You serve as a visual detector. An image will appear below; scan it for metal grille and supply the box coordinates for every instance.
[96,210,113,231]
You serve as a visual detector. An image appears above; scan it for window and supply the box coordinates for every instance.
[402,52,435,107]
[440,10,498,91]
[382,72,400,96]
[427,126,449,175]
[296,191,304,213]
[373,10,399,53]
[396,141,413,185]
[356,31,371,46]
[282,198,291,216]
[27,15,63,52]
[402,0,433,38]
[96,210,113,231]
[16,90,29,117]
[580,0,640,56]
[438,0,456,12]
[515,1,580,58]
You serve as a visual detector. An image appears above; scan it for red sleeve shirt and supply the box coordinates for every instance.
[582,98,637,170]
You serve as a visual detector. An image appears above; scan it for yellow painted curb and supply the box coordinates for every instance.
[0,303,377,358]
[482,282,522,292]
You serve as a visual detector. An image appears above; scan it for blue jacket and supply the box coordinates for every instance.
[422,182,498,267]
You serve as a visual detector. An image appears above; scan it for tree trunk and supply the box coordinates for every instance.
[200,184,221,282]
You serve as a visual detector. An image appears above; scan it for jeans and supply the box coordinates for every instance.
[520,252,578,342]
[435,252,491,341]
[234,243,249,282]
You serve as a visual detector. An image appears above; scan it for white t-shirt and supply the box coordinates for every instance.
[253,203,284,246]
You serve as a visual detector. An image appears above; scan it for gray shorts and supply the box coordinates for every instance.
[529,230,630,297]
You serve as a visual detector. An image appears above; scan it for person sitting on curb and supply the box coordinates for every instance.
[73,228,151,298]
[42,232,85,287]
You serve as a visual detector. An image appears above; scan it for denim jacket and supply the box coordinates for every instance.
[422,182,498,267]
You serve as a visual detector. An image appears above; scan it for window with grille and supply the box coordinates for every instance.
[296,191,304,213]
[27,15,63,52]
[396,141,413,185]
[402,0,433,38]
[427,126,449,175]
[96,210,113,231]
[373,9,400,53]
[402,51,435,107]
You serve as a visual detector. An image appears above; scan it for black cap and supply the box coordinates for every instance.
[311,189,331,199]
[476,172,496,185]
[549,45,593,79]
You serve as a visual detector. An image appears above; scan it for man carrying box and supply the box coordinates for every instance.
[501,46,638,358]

--

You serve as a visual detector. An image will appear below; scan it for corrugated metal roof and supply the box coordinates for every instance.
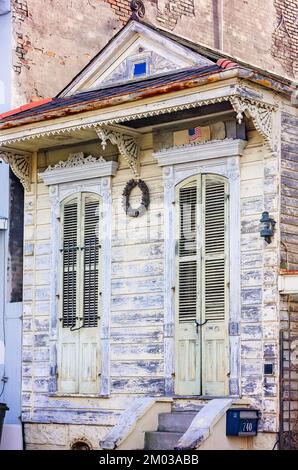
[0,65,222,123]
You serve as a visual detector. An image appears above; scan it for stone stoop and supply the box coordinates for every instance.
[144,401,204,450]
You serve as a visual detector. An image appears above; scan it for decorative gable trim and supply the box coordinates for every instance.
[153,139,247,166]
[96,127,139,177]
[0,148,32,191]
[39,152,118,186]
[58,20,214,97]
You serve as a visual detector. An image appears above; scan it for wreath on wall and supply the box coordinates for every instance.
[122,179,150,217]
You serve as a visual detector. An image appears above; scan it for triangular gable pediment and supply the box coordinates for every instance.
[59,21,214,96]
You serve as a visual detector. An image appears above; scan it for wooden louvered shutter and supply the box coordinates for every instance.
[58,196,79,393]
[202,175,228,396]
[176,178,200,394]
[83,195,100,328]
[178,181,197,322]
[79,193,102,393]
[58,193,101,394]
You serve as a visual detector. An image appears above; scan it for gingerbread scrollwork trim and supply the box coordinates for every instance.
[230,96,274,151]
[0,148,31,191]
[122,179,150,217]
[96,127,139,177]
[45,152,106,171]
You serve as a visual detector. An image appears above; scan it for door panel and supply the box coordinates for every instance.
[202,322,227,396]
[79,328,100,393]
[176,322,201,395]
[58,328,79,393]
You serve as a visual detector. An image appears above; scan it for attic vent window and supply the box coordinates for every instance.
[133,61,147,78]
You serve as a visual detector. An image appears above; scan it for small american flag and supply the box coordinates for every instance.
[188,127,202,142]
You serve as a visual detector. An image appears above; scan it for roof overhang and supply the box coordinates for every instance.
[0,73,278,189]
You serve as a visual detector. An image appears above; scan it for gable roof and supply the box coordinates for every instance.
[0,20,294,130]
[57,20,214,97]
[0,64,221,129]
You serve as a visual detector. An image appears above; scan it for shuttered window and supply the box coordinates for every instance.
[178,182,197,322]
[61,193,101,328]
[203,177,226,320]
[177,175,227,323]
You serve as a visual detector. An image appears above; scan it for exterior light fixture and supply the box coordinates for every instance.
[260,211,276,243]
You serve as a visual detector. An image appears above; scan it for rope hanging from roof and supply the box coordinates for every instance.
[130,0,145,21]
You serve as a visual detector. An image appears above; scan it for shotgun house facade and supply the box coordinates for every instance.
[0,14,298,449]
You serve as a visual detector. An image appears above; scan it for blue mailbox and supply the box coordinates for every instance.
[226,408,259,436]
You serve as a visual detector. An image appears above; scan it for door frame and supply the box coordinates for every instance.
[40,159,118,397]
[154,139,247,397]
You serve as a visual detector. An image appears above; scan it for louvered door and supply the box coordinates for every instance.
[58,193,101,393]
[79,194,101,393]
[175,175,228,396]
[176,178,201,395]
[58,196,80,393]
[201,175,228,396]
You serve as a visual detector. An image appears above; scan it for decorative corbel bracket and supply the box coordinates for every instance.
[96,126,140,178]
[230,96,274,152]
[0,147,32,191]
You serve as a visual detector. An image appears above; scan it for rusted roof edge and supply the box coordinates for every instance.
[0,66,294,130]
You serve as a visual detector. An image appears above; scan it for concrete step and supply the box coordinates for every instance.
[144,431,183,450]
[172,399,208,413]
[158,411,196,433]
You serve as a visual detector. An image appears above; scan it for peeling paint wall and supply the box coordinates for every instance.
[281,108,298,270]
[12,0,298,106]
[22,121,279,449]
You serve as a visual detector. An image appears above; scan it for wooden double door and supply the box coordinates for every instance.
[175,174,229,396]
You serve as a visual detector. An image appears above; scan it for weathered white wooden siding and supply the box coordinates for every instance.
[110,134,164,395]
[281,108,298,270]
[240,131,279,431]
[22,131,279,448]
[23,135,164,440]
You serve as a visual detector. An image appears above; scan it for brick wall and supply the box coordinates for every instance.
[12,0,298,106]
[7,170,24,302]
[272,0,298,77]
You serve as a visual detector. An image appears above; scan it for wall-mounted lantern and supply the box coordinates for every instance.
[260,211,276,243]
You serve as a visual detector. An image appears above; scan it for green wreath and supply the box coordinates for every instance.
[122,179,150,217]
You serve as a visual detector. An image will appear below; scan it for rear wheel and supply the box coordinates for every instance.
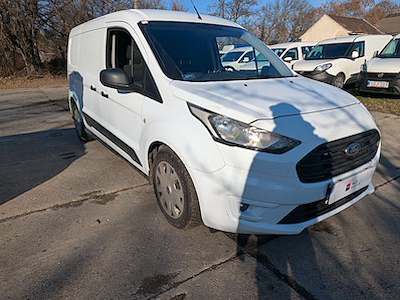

==

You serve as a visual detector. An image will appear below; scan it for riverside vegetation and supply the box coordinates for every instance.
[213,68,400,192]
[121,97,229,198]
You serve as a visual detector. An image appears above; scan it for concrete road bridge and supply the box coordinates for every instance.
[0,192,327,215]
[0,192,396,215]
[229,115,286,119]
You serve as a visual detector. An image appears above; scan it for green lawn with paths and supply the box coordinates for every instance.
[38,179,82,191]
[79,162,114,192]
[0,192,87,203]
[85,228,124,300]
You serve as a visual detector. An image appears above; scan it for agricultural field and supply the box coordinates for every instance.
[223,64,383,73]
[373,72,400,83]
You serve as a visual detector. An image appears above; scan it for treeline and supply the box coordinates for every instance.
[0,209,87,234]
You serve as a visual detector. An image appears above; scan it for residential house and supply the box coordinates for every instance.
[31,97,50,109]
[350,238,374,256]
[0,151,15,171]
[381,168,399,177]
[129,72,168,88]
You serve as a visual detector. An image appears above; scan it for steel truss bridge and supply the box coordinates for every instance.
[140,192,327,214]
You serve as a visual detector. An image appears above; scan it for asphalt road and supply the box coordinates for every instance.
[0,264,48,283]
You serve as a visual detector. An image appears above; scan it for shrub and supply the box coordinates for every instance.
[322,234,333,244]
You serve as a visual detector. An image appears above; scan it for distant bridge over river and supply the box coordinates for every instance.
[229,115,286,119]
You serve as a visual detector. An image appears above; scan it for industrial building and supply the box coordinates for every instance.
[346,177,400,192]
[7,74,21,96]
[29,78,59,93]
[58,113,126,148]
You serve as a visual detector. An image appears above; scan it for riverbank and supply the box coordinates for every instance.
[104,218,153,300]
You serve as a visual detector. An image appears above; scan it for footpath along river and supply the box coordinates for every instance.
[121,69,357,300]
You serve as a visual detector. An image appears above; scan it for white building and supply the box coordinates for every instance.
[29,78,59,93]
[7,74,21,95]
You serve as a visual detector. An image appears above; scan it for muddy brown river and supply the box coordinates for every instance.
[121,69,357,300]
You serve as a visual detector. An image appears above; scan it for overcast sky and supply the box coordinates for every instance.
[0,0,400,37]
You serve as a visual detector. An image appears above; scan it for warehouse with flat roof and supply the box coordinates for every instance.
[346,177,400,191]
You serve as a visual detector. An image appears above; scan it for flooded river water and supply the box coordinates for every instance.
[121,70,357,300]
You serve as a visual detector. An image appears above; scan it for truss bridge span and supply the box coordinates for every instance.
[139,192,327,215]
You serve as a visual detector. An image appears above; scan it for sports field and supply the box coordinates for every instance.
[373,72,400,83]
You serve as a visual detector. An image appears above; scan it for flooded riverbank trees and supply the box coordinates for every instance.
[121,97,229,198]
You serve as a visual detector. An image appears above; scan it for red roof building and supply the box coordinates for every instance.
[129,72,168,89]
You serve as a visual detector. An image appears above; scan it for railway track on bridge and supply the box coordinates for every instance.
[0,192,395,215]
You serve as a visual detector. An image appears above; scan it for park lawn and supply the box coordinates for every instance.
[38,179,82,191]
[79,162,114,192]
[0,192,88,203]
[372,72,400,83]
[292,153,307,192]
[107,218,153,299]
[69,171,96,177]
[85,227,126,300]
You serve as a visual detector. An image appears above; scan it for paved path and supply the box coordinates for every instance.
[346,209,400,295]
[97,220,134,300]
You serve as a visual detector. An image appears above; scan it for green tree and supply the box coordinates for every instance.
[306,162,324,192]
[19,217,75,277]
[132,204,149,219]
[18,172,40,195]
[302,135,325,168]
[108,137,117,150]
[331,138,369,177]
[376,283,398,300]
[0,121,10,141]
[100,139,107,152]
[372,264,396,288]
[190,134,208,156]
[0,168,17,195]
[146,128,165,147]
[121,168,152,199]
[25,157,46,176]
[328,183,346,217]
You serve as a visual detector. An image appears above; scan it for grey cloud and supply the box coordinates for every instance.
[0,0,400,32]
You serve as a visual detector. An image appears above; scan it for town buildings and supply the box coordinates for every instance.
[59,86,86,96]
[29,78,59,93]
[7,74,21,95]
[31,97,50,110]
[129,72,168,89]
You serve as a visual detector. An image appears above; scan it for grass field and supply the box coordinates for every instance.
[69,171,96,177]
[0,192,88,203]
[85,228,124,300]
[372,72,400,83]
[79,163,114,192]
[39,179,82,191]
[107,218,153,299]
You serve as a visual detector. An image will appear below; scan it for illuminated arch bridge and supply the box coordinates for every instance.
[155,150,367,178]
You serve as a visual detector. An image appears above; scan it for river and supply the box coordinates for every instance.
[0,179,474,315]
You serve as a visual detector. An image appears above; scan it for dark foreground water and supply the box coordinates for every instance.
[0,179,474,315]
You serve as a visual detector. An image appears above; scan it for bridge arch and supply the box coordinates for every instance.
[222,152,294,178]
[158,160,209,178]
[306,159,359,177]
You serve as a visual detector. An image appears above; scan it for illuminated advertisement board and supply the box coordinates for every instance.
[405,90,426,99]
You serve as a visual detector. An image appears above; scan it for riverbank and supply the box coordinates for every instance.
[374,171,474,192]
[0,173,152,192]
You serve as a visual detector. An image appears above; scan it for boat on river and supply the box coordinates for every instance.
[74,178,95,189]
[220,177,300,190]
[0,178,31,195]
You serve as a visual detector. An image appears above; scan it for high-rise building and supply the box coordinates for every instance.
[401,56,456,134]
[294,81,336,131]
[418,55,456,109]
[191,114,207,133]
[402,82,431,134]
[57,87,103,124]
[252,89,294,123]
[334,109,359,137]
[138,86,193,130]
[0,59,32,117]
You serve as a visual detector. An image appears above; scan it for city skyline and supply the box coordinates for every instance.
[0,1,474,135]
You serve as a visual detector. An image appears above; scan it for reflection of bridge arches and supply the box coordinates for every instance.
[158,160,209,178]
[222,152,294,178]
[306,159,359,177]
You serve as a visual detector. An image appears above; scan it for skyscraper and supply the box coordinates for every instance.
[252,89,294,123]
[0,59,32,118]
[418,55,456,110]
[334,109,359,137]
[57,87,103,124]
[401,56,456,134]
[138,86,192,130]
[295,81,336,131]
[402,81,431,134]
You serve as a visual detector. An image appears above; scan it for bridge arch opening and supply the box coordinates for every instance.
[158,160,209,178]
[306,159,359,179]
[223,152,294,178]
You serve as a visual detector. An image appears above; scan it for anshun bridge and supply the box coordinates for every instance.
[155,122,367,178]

* Work required
Rewrite the entries from the line containing "it for peeling" down to the line containing "[175,174,229,396]", replacing "wooden double door" with "paneled double door" and leaving everything else unchanged.

* Exercise solution
You serve as a visual detector. An image appears above; scan it for peeling paint wall and supply the box coordinates for every instance.
[281,108,298,270]
[12,0,298,106]
[22,121,279,449]
You serve as a visual detector. An image appears above; scan it for paneled double door and supply the box coordinates for every instance.
[175,174,229,396]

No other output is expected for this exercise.